Set exercise –
Leave out the pictures and copy each record below exactly.

Supplied data –
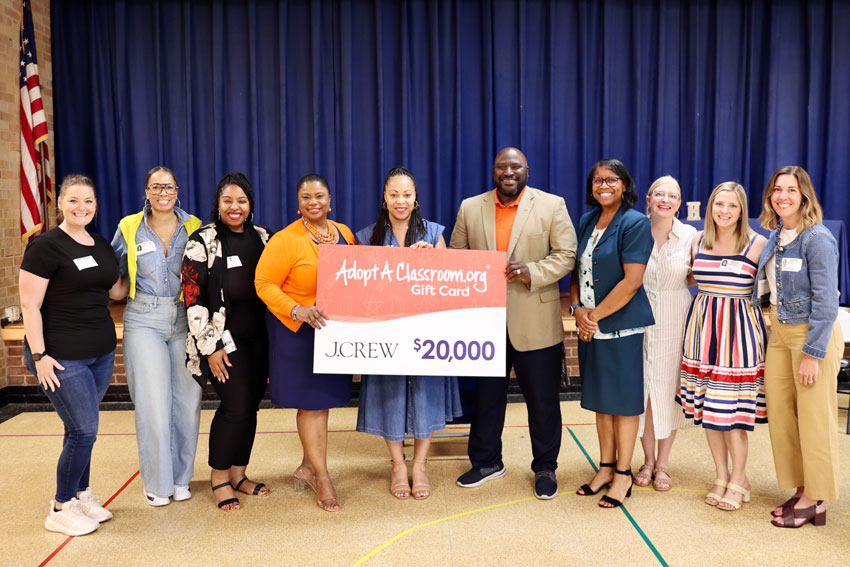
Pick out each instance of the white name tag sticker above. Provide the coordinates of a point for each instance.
(145, 248)
(85, 262)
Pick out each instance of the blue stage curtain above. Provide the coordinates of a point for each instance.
(705, 91)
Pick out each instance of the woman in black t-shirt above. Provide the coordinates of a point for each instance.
(67, 276)
(227, 340)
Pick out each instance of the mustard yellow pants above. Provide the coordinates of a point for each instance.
(803, 419)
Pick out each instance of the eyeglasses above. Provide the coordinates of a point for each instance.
(668, 196)
(159, 188)
(609, 181)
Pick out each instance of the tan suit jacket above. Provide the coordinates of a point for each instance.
(544, 238)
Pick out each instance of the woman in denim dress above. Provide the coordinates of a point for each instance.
(395, 406)
(798, 277)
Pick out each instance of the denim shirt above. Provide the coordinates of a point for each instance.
(157, 274)
(808, 295)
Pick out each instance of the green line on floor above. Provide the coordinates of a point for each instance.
(623, 507)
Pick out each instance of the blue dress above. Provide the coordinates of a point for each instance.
(392, 406)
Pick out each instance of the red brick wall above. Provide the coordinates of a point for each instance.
(11, 248)
(17, 374)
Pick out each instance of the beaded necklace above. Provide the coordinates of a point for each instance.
(330, 237)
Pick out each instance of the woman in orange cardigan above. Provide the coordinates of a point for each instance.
(286, 282)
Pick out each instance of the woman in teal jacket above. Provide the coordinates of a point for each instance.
(611, 311)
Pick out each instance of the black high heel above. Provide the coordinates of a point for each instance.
(614, 503)
(227, 501)
(585, 489)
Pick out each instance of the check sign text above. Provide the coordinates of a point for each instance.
(402, 311)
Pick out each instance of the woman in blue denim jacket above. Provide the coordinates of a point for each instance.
(798, 276)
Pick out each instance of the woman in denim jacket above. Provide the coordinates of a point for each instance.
(798, 275)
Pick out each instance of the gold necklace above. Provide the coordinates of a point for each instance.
(164, 241)
(330, 237)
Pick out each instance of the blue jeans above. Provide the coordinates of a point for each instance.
(81, 387)
(167, 398)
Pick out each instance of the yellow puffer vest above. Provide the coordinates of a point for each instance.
(129, 226)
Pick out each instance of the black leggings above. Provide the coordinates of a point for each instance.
(235, 422)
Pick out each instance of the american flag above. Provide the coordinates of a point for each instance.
(36, 188)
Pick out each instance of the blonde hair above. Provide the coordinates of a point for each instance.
(810, 210)
(742, 231)
(663, 180)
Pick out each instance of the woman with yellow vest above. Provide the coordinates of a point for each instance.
(149, 248)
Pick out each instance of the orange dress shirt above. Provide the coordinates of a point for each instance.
(505, 220)
(286, 272)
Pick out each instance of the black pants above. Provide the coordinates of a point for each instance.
(235, 422)
(539, 375)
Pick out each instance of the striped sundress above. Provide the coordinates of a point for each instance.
(722, 377)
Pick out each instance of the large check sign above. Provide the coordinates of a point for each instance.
(422, 312)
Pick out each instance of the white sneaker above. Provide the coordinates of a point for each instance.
(90, 506)
(154, 500)
(70, 520)
(181, 492)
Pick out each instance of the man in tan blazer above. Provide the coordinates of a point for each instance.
(534, 228)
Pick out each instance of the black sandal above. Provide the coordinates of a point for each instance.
(257, 488)
(613, 501)
(585, 489)
(224, 503)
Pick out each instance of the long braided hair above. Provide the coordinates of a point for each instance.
(415, 228)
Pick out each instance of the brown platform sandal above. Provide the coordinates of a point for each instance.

Answer in full –
Pick out each instance of the white name tag sticker above. Provide the coordinates of a point for each instance.
(145, 248)
(85, 262)
Pick out each instance of the blue stage curtain above. Provide the coordinates of a point for each instance.
(705, 91)
Pick out each instance of the woman in black t-shirt above. Provide the coordinates of a point for each instance.
(67, 276)
(227, 340)
Pick out each instance of the mustard yellow pants above. Provide the coordinates of a point for each instance.
(803, 419)
Pick out each instance of the eyeglasses above. Provide the coordinates of a point for each instance.
(668, 196)
(159, 188)
(609, 181)
Pick out each instance of the tan suit jacket above. Provide the coordinates of a point for each instance.
(544, 238)
Pick out each instance of the woman in denim dress above. Provide the coordinates of a point for each instance.
(395, 406)
(798, 277)
Pick out each instance of the denim shirt above. Provide the coordinates of a point for each instance.
(157, 274)
(808, 295)
Pick out each instance of the green line on floor above. Provide the coordinates of a point for each instance.
(623, 507)
Pick out each instance of the blue dress above. Provide the coordinates of a point for each instance.
(392, 406)
Pick out each instance of the red brick wall above. Provide the coordinates of a point for each instance.
(11, 248)
(17, 374)
Pick out each instance of the beaded necklace above. Provide the coordinates of a point for each instance.
(330, 237)
Pick out each instance of the woman in orange cardigan above. Provide the coordinates of a point for each instance.
(286, 282)
Pick out each instance of the woman in teal jacket above. Provide the coordinates of a point for each instance.
(611, 311)
Pick out each instance of the black high heel above. Provide the coordinates of a point for each instance.
(614, 503)
(227, 501)
(585, 489)
Pick out each instance of the check sign text above. Provide the coordinates of a point for each instance.
(402, 311)
Pick out each instance of the woman in blue denim jacket above. Provide the coordinates of a point for each instance.
(798, 276)
Pick out each instance of the woman in denim jacket above. Provide the coordinates of a point for each instance.
(798, 275)
Pick out each instance of the gold necklace above. Provide the coordinates of a point for each instance.
(164, 241)
(330, 237)
Pick out each instance of the blue jeans above. Provide the coordinates of a point for each instance.
(81, 387)
(167, 398)
Pick out each instance of the yellow puffer vest above. Provide the coordinates of a point for each instance.
(129, 226)
Pick out each instance of the black leggings above. Provide the coordinates of a point for each instance.
(235, 422)
Pick out each instance of the american flag above. Provide the coordinates of a point for each instance.
(36, 188)
Pick out each instance of the blonde hair above. Provide the coordinates of a point for each instance.
(810, 210)
(742, 231)
(663, 180)
Pick out each instance of the woman with yellow vest above. Provide the coordinates of a point for each instance.
(149, 248)
Pick out each instance of the orange dress shirt above. Provide the coordinates of a point for each instance.
(505, 220)
(286, 272)
Pick out each instance of the black pants above. Provide the coordinates of a point for each instance.
(235, 422)
(539, 375)
Pick out each instance of the striped sundress above. Provide the coordinates of a point for each instance.
(722, 377)
Pick out each instance of the large check sign above. Provide the coordinates of a point for each instance.
(422, 312)
Pick out each instance of the white sneaker above. Provide the coordinates of a point for each instance.
(90, 506)
(154, 500)
(70, 520)
(181, 492)
Pick out each instance of the man in tan blazer above. Provide the coordinates of a point for each instance.
(534, 228)
Pick out each instance of the black sandal above. Provide the coordinates of a point for each instance.
(257, 488)
(613, 501)
(585, 489)
(224, 503)
Pick out each instance of the long braided hair above. Provide the coordinates of a point for each instance.
(415, 228)
Pick out each instance of the brown platform sandal above. Provide the coordinates of a point for each instance.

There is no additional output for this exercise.